- Task goal: Count the lines in the listing below that contain the word "microphone", and reply with only the number.
— START Information given —
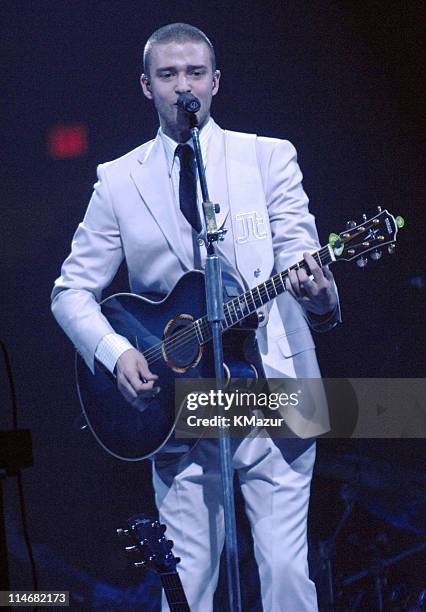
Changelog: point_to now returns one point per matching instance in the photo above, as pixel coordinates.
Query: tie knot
(185, 154)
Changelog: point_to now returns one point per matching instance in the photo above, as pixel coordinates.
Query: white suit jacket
(132, 215)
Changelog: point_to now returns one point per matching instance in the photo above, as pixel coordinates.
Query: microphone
(189, 103)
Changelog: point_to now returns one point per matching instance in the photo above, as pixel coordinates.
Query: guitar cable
(21, 497)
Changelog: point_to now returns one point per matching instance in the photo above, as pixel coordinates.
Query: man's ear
(146, 86)
(215, 84)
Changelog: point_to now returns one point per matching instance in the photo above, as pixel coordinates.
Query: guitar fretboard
(175, 594)
(247, 303)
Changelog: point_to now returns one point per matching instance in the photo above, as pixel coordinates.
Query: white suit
(132, 215)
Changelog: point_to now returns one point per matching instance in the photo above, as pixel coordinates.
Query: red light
(65, 141)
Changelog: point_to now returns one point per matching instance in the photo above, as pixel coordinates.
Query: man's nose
(182, 84)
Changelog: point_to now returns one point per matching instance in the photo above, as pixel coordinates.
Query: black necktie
(188, 186)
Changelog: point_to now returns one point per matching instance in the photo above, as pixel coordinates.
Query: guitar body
(132, 432)
(174, 336)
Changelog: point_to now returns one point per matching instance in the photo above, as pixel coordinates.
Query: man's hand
(134, 378)
(317, 295)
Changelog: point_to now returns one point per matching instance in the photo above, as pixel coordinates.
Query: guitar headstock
(147, 544)
(370, 236)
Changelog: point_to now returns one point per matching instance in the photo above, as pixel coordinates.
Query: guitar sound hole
(181, 348)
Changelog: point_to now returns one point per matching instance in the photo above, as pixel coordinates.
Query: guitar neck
(247, 303)
(175, 594)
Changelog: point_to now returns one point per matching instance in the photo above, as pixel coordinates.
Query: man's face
(177, 68)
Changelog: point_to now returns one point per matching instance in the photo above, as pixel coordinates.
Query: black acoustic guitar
(149, 549)
(174, 336)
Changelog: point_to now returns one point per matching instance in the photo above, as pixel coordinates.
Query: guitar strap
(248, 211)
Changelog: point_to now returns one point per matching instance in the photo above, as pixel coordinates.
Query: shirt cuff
(110, 348)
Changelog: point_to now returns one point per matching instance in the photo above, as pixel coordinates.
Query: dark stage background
(344, 82)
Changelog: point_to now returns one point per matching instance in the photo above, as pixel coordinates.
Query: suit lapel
(153, 183)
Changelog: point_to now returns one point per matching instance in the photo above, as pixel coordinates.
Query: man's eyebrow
(188, 67)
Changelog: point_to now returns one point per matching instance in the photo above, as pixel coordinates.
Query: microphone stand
(215, 316)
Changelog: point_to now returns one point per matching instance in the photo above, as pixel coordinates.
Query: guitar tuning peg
(122, 532)
(375, 255)
(361, 262)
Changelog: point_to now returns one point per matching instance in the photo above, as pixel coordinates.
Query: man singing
(137, 212)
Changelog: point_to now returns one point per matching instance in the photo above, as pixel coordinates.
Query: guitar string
(182, 338)
(178, 338)
(293, 331)
(178, 341)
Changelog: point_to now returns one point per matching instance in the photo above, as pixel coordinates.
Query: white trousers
(276, 493)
— END Information given —
- Task response: 2